■ Document segment:

If you’re aware of so-called clickbait, you’ll know that this oft-debated gimmick isn’t going anywhere. In fact, this process of hack journalism is now so refined that several innovators have been able to automate the process — designing websites that apply formulas to conjure clickbaity headlines completely at random. The results are often hilarious.

Simply click a box and in less than a second you’ll see a headline like “This Small Child Was Made to Leave a Supermarket Due to Their Small Fingers. First You’ll Be Shocked, Then You’ll Be Inspired” or (and this one would definitely pique my curiosity) “The Faxes About Christians That Sex Addicts Shouldn’t Love.” Steamy faxes? You’ve got me. And, of course, that’s the point.

Excerpts from a dataset
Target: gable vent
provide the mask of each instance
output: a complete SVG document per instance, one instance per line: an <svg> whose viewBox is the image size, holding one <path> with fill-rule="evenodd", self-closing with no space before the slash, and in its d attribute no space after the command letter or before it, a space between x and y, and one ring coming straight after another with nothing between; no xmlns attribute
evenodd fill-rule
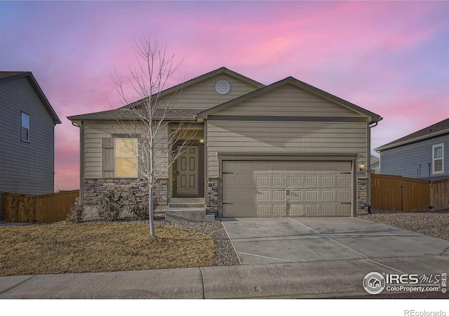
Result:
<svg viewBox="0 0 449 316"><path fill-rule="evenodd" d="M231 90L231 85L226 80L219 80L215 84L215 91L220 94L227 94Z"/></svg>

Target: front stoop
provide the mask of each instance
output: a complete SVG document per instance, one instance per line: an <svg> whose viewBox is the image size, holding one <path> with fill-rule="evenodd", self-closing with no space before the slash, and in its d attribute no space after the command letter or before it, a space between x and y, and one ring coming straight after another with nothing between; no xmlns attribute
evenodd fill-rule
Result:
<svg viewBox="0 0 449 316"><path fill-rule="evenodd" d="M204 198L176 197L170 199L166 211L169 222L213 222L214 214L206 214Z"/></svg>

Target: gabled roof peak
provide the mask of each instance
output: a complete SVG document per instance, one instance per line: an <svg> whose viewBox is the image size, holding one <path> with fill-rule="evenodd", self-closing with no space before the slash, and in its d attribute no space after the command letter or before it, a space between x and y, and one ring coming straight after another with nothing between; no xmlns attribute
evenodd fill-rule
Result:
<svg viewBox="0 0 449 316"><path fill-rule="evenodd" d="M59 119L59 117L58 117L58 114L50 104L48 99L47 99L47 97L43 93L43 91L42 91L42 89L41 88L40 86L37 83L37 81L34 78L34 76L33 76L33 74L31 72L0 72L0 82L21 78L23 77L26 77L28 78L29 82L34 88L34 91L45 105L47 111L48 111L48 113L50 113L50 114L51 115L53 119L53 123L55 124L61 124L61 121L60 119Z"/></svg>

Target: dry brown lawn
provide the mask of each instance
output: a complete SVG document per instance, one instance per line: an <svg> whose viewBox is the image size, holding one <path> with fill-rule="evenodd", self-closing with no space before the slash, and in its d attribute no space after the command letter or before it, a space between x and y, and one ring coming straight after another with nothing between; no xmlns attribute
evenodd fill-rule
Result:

■ Directions:
A – From the passage on clickbait, output the words that begin at "If you’re aware" and stop after "are often hilarious.".
B – In the passage on clickbait, how long does it take for a headline to show up after you click a box?
C – Resume the passage on clickbait headline generators after its last sentence.

■ Per-task outputs:
A –
If you’re aware of so-called clickbait, you’ll know that this oft-debated gimmick isn’t going anywhere. In fact, this process of hack journalism is now so refined that several innovators have been able to automate the process — designing websites that apply formulas to conjure clickbaity headlines completely at random. The results are often hilarious.

B – Less than a second.

C –
As you might have guessed, many of these clickbait generators are satirical (much like The Onion spin-off Clickhole, which pokes fun at viral content sites like Buzzfeed and Upworthy). However, some of these sites, like the one by Content Row, are framed as genuine tools to help fellow “journalists” develop web content. This led us to wonder, “Has there ever been anything like this? Something that can work both as a satire and as the object of satire, without being modified at all?” Perhaps the fact that both can coexist in confusion speaks to the crossroads web journalism is at right now….More on that to come. 

Below, we’ve ranked the top three clickbait headline generators from around the web (linked with each name). We’ll also be using these to figure out the formula ourselves, and, in true soul-selling Upworthy fashion (here’s that mix of satire and actual practice again), we encourage you to take to our Facebook with your own clickbait headlines (either your favorite selection from one of these generators or one you’ve written on your own). Who knows? Maybe you’ll land on something truly viral. Apparently, the only thing separating an online writer from $$$ is a select combination of words and a picture of a cat.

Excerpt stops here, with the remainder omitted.